Collected data entries:
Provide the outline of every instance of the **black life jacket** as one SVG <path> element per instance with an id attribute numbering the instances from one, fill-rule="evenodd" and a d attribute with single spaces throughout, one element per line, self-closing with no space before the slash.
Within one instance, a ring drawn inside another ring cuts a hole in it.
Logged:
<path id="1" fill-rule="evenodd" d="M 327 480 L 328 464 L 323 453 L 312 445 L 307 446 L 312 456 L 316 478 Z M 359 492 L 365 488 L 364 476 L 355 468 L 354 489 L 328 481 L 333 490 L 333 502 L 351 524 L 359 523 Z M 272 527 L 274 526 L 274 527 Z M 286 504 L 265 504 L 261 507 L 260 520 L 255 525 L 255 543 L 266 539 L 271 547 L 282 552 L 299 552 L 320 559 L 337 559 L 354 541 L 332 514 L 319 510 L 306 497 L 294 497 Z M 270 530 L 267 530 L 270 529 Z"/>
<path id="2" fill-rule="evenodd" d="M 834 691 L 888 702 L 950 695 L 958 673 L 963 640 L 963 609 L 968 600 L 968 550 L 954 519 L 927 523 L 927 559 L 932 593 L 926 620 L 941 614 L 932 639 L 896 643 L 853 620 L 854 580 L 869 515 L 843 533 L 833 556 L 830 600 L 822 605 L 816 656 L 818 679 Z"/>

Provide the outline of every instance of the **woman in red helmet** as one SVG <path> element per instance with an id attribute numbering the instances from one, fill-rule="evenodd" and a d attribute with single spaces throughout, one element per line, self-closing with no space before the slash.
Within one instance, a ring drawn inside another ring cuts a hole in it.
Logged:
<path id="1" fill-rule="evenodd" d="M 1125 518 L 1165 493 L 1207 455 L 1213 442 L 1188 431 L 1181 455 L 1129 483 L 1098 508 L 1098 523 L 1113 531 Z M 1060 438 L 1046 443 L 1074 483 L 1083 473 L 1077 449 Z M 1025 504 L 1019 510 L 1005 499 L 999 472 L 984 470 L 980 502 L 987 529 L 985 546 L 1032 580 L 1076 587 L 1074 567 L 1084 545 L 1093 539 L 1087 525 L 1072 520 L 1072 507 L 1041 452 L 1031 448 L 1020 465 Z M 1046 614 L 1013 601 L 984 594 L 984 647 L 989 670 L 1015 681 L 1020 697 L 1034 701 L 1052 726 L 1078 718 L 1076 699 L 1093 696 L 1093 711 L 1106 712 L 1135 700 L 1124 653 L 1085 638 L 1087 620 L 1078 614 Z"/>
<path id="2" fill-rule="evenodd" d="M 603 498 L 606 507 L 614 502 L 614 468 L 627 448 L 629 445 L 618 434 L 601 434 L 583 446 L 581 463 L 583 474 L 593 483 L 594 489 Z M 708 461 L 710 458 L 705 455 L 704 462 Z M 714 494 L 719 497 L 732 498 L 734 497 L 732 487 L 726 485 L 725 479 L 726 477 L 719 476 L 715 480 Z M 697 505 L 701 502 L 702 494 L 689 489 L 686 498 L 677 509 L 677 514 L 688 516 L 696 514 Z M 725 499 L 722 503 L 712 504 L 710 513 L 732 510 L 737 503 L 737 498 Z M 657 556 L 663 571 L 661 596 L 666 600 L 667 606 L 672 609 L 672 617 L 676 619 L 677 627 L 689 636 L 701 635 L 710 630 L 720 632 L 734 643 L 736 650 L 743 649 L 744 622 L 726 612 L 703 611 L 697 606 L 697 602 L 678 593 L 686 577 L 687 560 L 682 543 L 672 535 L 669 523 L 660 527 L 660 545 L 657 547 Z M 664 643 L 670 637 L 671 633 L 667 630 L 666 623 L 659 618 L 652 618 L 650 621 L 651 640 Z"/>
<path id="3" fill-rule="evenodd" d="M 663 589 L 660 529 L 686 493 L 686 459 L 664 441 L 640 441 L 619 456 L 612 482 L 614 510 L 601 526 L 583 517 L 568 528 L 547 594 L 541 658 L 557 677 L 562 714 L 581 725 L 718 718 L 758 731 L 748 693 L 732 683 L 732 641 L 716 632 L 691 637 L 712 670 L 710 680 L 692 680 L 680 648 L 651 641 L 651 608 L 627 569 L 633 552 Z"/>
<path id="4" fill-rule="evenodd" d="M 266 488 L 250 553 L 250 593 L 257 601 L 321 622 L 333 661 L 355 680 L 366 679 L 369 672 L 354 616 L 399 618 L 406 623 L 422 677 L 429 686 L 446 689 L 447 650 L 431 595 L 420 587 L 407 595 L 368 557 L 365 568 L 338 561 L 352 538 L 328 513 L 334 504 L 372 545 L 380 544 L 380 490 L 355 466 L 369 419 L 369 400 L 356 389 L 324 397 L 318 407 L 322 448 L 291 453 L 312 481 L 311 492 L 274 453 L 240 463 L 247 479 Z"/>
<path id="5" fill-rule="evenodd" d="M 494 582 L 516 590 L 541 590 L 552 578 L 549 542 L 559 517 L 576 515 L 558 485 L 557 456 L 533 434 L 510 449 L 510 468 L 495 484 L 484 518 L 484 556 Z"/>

ASSIGNMENT. An exact copy of every entry above is the expected answer.

TASK SOLUTION.
Provide the outline of every instance of the **black life jacket** as one SVG <path> element per instance with an id attribute numbering the instances from one, fill-rule="evenodd" and a d attribute with single spaces throughout, one element per line, self-closing with no space before the slash.
Within one instance, a ring drawn inside another ring cuts a hole in it.
Logged:
<path id="1" fill-rule="evenodd" d="M 327 480 L 328 464 L 323 453 L 312 445 L 307 446 L 312 456 L 316 478 Z M 359 492 L 365 488 L 364 476 L 355 468 L 354 489 L 328 481 L 333 490 L 333 502 L 351 524 L 359 523 Z M 272 527 L 274 526 L 274 527 Z M 286 504 L 265 504 L 261 507 L 260 520 L 255 525 L 255 543 L 266 539 L 271 547 L 282 552 L 299 552 L 320 559 L 337 559 L 354 541 L 332 514 L 319 510 L 306 497 L 294 497 Z M 270 530 L 267 530 L 270 529 Z"/>
<path id="2" fill-rule="evenodd" d="M 834 691 L 888 702 L 950 695 L 958 673 L 963 640 L 963 609 L 968 600 L 968 550 L 954 519 L 927 523 L 927 559 L 932 593 L 926 620 L 941 614 L 932 639 L 896 643 L 853 620 L 854 580 L 869 515 L 843 533 L 833 556 L 830 600 L 822 605 L 816 656 L 818 679 Z"/>

Provide the outline of every instance of the **woman in red helmet** as one SVG <path> element per instance with an id attribute numbering the instances from one, fill-rule="evenodd" and a d attribute with single spaces throughout, one element per line, self-closing with no space before the slash.
Within one instance, a ring drawn inside another ring cuts a hole in it.
Logged:
<path id="1" fill-rule="evenodd" d="M 1125 518 L 1165 493 L 1207 455 L 1213 442 L 1188 431 L 1181 455 L 1129 483 L 1098 508 L 1098 523 L 1113 531 Z M 1060 438 L 1046 443 L 1074 483 L 1083 473 L 1077 449 Z M 1025 504 L 1019 510 L 1005 499 L 999 472 L 984 470 L 980 502 L 987 529 L 985 546 L 1032 580 L 1076 587 L 1074 567 L 1084 545 L 1093 539 L 1087 525 L 1072 520 L 1072 507 L 1041 452 L 1031 448 L 1020 465 Z M 1046 614 L 1013 601 L 984 594 L 984 647 L 989 670 L 1015 681 L 1020 697 L 1034 701 L 1052 726 L 1078 718 L 1076 699 L 1093 696 L 1093 711 L 1106 712 L 1135 700 L 1124 653 L 1085 638 L 1087 620 L 1078 614 Z"/>
<path id="2" fill-rule="evenodd" d="M 603 498 L 606 507 L 614 502 L 614 468 L 627 448 L 629 445 L 618 434 L 601 434 L 583 446 L 581 463 L 583 474 L 593 483 L 594 489 Z M 708 461 L 710 458 L 705 455 L 704 462 Z M 714 494 L 719 497 L 732 498 L 734 497 L 732 487 L 726 485 L 725 479 L 726 477 L 719 476 L 715 480 Z M 697 505 L 701 502 L 702 494 L 689 489 L 686 498 L 677 509 L 677 514 L 688 516 L 696 514 Z M 725 499 L 722 503 L 712 504 L 710 513 L 732 510 L 737 503 L 737 498 Z M 657 556 L 663 571 L 661 596 L 666 600 L 667 606 L 672 609 L 672 617 L 676 619 L 677 627 L 689 636 L 701 635 L 710 630 L 720 632 L 734 643 L 736 650 L 743 649 L 744 622 L 726 612 L 703 611 L 697 606 L 697 602 L 678 593 L 686 577 L 687 560 L 682 543 L 672 535 L 669 523 L 660 527 L 660 545 L 657 547 Z M 664 643 L 670 637 L 671 633 L 667 630 L 666 623 L 659 618 L 652 618 L 650 621 L 651 640 Z"/>
<path id="3" fill-rule="evenodd" d="M 663 589 L 660 529 L 686 493 L 686 459 L 664 441 L 640 441 L 619 456 L 612 482 L 614 510 L 601 526 L 583 517 L 568 528 L 547 594 L 541 658 L 557 677 L 562 714 L 581 725 L 718 718 L 758 731 L 748 693 L 732 683 L 732 641 L 716 632 L 691 637 L 712 670 L 710 680 L 692 680 L 680 648 L 651 641 L 651 608 L 627 569 L 633 552 Z"/>
<path id="4" fill-rule="evenodd" d="M 266 488 L 250 553 L 250 593 L 257 601 L 321 622 L 333 661 L 355 680 L 366 679 L 369 672 L 354 616 L 399 618 L 406 623 L 422 677 L 429 686 L 446 689 L 447 650 L 431 595 L 420 587 L 407 595 L 368 557 L 365 568 L 338 561 L 352 538 L 328 513 L 334 504 L 372 545 L 380 544 L 380 490 L 355 466 L 369 419 L 369 400 L 356 389 L 324 397 L 318 407 L 322 448 L 291 453 L 312 481 L 311 492 L 274 453 L 240 463 L 247 479 Z"/>
<path id="5" fill-rule="evenodd" d="M 494 582 L 516 590 L 541 590 L 552 578 L 549 542 L 559 517 L 576 515 L 558 485 L 557 456 L 533 434 L 510 449 L 510 468 L 495 484 L 484 518 L 484 556 Z"/>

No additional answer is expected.